§ LIST OF TASKS
a – Write out the part of the financial analysis notebook that opens with the words containing "### **Project Steps**" and closes with "predict stock price?".
b – Repeat, unchanged, the part of the rows that opens with the line containing "like x=613, y=358." and closes with the last line of the rows, including both ends.

§ READING TEXT
◆ ◆ ◆ ◆ ◆

### **Name:** Python Automated Financial Analysis
### **University:** University of Texas at San Antonio
### **Class:** DA6223 - Data Tools & Techniques
### **Author:** Rudy Martinez
### **Last Updated:** February 4, 2021

<br>

### **Project Steps**
#### **1.** Scrape S&P 500 companies from Wikipedia and create a CSV file with the scraped company information
#### **2.** Create a dataframe from the CSV and randomly select 1 security (ticker symbol)
#### **3.** Scrape the Yahoo Finance site for key statistics, financial statements and stock price history for the selected security 
#### **4.** Create a multi-layered stock screen to determine company's financial strength
#### **5.** Scrape Yahoo News Articles for langauge associated with "positive" sentiment for the security
#### **6.** Can financial strength and positive sentiment predict stock price?

<br>

#### **Python Packages and Modules**

In [1]:
import random
import re
import json
import csv
from io import StringIO
from bs4 import BeautifulSoup
import requests
import pandas as pd

<br>

#### **1. Scrape S&P 500 Companies from Wikipedia**

In [2]:
#Acquires Wikipedia page content for S&P500 companies
wiki_url = 'https://en.wikipedia.org/wiki/List_of_S%26P_500_companies'
response_1 = requests.get(wiki_url)
company_page_content = BeautifulSoup(response_1.text, 'html.parser')


#Stores the table with company information into the company_table variable
table_id = "constituents"
company_table = company_page_content.find('table', attrs={'id': table_id})


#Creates a dataframe with company information and writes to csv
df = pd.read_html(str(company_table))
df[0].to_csv('S&P500 Company Information.csv')

<br>

#### **2. Randomly Select 1 Company Ticker Symbol**

In [42]:
#Creates a new dataframe using the CSV that was generated
csv_df = pd.read_csv('S&P500 Company Information.csv')

◆ ◆ ◆ ◆ ◆

§ EXTRACTED DATA
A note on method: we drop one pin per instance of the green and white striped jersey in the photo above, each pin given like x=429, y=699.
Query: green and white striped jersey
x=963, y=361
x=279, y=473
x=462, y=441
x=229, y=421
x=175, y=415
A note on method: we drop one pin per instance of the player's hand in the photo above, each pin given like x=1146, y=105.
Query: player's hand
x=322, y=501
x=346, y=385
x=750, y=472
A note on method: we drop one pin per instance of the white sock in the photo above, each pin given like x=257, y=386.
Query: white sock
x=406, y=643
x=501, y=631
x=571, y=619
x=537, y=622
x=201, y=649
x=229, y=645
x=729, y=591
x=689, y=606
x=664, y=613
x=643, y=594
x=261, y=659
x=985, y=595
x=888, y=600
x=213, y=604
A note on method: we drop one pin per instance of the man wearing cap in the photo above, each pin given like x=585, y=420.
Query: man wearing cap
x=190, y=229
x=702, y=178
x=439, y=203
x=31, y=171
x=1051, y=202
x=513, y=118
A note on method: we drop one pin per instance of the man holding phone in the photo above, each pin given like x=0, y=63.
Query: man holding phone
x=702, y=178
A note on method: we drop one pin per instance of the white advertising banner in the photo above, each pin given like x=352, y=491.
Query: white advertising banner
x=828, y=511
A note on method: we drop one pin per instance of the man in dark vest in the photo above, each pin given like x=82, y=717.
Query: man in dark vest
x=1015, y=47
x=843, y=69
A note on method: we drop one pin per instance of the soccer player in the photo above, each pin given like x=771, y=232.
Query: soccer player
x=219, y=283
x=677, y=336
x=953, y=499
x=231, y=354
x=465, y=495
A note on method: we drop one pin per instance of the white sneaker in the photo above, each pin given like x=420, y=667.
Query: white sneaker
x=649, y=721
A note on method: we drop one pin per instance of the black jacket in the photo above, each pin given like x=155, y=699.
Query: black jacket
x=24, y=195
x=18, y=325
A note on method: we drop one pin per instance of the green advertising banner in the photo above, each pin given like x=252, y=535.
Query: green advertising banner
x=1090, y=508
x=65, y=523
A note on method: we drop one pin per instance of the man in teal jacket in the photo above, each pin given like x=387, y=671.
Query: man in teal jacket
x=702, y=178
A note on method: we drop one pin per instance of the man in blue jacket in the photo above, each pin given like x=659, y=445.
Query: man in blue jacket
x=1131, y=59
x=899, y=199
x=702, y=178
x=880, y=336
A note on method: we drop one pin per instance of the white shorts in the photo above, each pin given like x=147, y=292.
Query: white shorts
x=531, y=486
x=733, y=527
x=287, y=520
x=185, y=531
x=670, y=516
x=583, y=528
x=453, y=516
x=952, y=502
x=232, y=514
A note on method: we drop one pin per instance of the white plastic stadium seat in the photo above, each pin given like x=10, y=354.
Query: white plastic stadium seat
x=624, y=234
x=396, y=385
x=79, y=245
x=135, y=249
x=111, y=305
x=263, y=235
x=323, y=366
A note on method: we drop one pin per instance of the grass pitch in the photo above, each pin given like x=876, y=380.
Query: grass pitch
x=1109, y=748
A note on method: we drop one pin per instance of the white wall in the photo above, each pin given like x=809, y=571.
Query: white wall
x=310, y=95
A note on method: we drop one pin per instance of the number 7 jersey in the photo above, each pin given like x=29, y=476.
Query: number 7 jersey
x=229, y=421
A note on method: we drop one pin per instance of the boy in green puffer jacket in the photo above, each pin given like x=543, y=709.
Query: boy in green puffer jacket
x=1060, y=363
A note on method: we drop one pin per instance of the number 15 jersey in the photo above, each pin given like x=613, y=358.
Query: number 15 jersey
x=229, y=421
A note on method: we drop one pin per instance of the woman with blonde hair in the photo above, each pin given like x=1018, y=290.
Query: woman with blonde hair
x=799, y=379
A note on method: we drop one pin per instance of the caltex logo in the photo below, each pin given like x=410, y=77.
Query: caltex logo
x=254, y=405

◆ ◆ ◆ ◆ ◆

§ TASK-BY-TASK SOLUTIONS
a –
### **Project Steps**
#### **1.** Scrape S&P 500 companies from Wikipedia and create a CSV file with the scraped company information
#### **2.** Create a dataframe from the CSV and randomly select 1 security (ticker symbol)
#### **3.** Scrape the Yahoo Finance site for key statistics, financial statements and stock price history for the selected security 
#### **4.** Create a multi-layered stock screen to determine company's financial strength
#### **5.** Scrape Yahoo News Articles for langauge associated with "positive" sentiment for the security
#### **6.** Can financial strength and positive sentiment predict stock price?

b –
A note on method: we drop one pin per instance of the number 15 jersey in the photo above, each pin given like x=613, y=358.
Query: number 15 jersey
x=229, y=421
A note on method: we drop one pin per instance of the woman with blonde hair in the photo above, each pin given like x=1018, y=290.
Query: woman with blonde hair
x=799, y=379
A note on method: we drop one pin per instance of the caltex logo in the photo below, each pin given like x=410, y=77.
Query: caltex logo
x=254, y=405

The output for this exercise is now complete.